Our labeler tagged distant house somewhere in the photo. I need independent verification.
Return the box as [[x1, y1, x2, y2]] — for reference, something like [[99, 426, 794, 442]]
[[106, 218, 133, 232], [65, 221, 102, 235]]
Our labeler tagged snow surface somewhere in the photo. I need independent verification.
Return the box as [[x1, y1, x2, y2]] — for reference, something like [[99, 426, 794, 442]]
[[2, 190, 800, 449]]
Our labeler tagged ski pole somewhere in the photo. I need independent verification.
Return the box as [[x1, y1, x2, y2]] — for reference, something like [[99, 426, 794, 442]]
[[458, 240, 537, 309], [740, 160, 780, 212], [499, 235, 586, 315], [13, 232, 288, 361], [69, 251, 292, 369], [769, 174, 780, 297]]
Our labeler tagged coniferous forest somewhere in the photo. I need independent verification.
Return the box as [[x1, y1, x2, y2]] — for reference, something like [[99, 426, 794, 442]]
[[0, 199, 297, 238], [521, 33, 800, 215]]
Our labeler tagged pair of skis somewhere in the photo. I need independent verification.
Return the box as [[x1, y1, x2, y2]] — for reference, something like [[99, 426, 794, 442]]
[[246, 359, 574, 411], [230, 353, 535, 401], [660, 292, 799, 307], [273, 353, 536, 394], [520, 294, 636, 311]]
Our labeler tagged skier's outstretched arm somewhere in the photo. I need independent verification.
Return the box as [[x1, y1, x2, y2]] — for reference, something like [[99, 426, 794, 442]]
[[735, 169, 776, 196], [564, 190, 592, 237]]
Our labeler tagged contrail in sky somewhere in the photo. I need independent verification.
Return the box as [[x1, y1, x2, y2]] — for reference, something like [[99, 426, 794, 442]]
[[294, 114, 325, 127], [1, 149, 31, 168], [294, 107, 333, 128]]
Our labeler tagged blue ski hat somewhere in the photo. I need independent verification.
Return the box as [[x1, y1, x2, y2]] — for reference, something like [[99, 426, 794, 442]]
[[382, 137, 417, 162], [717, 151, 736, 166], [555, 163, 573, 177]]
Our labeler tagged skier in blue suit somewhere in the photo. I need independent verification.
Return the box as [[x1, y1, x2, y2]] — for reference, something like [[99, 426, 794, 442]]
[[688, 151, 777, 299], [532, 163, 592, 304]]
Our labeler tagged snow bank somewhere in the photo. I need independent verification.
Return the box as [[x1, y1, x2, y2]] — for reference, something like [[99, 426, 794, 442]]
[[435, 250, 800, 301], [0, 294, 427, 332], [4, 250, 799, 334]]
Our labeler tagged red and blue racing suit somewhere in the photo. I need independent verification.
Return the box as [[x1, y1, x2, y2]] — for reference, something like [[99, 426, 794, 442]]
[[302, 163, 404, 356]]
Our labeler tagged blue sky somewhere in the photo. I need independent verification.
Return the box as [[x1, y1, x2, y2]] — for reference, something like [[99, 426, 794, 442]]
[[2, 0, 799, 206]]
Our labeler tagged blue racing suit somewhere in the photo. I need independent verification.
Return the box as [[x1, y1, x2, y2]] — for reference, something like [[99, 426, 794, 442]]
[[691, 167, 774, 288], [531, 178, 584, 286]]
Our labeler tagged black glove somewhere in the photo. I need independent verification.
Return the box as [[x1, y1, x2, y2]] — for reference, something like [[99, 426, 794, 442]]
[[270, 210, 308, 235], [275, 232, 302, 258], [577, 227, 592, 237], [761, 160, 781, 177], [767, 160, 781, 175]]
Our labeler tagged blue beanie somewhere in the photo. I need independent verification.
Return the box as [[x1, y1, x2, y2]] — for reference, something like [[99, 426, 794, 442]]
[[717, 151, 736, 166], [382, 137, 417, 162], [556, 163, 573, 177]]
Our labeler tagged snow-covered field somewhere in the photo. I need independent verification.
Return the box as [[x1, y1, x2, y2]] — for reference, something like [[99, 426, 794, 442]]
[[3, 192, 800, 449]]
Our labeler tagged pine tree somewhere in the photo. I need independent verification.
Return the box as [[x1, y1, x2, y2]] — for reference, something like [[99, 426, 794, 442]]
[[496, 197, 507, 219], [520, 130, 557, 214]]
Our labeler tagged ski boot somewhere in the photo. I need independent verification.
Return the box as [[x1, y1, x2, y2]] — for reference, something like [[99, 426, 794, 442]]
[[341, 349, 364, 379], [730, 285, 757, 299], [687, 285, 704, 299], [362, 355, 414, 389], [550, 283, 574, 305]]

**********

> [GOAL OF THE EXERCISE] The answer must be an exact reproduction of all the records.

> [FINISHED TASK]
Our labeler tagged distant house somewhere in the photo. I need independent verification.
Return the box as [[x1, y1, x2, y2]] — for reference, something like [[99, 426, 794, 442]]
[[106, 218, 133, 232], [65, 221, 102, 235]]
Our labeler tagged snow surface somewhere in the photo. I need independent verification.
Return the box as [[x1, y1, x2, y2]] — for reference, something like [[99, 426, 794, 442]]
[[2, 190, 800, 449]]
Our labeler tagged ski pole somewhere in the photo. I need independent verification.
Return the box as [[x1, y1, x2, y2]] — for reference, something like [[99, 426, 794, 442]]
[[458, 240, 537, 309], [740, 160, 780, 212], [499, 235, 586, 315], [13, 232, 288, 361], [69, 251, 292, 369], [769, 174, 780, 297]]
Our labeler tagged coniferous forest somewhere in the photo. I need independent verification.
Return the box as [[x1, y1, x2, y2]] — for reference, something like [[99, 426, 794, 442]]
[[0, 199, 297, 238], [521, 33, 800, 215]]
Our labeler tagged pair of skis somewhere in the photo. I need independent verification.
Return the box as [[x1, y1, x2, y2]] — for reference, something like [[99, 426, 794, 442]]
[[246, 359, 574, 411], [230, 353, 535, 401], [660, 292, 799, 307], [273, 353, 536, 394], [520, 294, 636, 311]]
Our labeler tagged skier's outstretched arm somewhere in the photo. I need independent verification.
Return the box as [[x1, y1, x2, y2]] — for reference, something like [[99, 426, 794, 442]]
[[735, 169, 776, 196], [564, 190, 592, 237]]
Our labeler tagged contrail in sky somewhere in the photo. I need independent verification.
Return the box as [[x1, y1, x2, y2]] — for reference, something like [[99, 426, 794, 442]]
[[294, 114, 325, 127], [1, 149, 31, 168], [294, 107, 333, 128]]
Our labeler tagged blue ski hat somewhere in the photo. I need independent verification.
Return the box as [[x1, y1, x2, y2]] — for reference, something like [[99, 426, 794, 442]]
[[382, 137, 417, 162], [717, 151, 736, 166], [555, 163, 573, 177]]
Our labeler tagged skier in blue suit somewhere in the photo. I need independent verification.
Return the box as [[x1, y1, x2, y2]] — for reference, something like [[99, 426, 794, 442]]
[[688, 151, 777, 299], [532, 163, 592, 304]]
Our labeler tagged snow bank somewhere in the photo. I need independent verification.
Return the box as [[x1, y1, x2, y2]] — for reference, something like [[99, 426, 794, 442]]
[[435, 250, 800, 301], [0, 294, 427, 332], [4, 250, 799, 334]]
Our labeler tagged red and blue racing suit somewhere in the photo. I need independent verification.
Return the box as [[x1, y1, x2, y2]] — for reference, something like [[99, 426, 794, 442]]
[[302, 163, 404, 356]]
Our labeler tagged blue sky somewhere in the photo. I need independent verification.
Return the box as [[x1, y1, x2, y2]] — for reference, something like [[99, 426, 794, 442]]
[[2, 0, 799, 206]]
Our labeler tagged blue racing suit somewhere in the photo. I need independent verification.
Return the box as [[x1, y1, x2, y2]] — for reference, something like [[99, 426, 794, 442]]
[[691, 167, 774, 288], [531, 178, 584, 286]]
Our labeler tagged black glove somewhere in the photo. I need independent verification.
Return the box as [[x1, y1, x2, y2]] — for reference, something like [[99, 426, 794, 442]]
[[270, 210, 308, 235], [275, 232, 302, 258], [577, 227, 592, 237], [761, 160, 781, 177], [767, 160, 781, 175]]
Our labeler tagged blue beanie somewhere in the photo. I need independent verification.
Return the box as [[x1, y1, x2, y2]] — for reference, something like [[99, 426, 794, 442]]
[[717, 151, 736, 166], [382, 137, 417, 162], [556, 163, 573, 177]]
Our labeler tagged snow-covered field somewhere in the photo. I need independent verification.
Return the box as [[x1, y1, x2, y2]] — for reference, something like [[99, 426, 794, 442]]
[[3, 192, 800, 449]]
Our labeler tagged pine tree somewhere in the photo. I need independent verification.
Return the box as [[x1, y1, x2, y2]] — for reference, something like [[99, 426, 794, 442]]
[[496, 197, 507, 219], [520, 130, 557, 214]]
Our labeler tagged ski boot somewhere in the photo. I need independent verification.
Return the box as [[x1, y1, x2, y2]] — for reference, something like [[99, 426, 794, 442]]
[[341, 349, 364, 379], [730, 285, 757, 299], [687, 285, 704, 299], [362, 355, 414, 389], [550, 283, 574, 305]]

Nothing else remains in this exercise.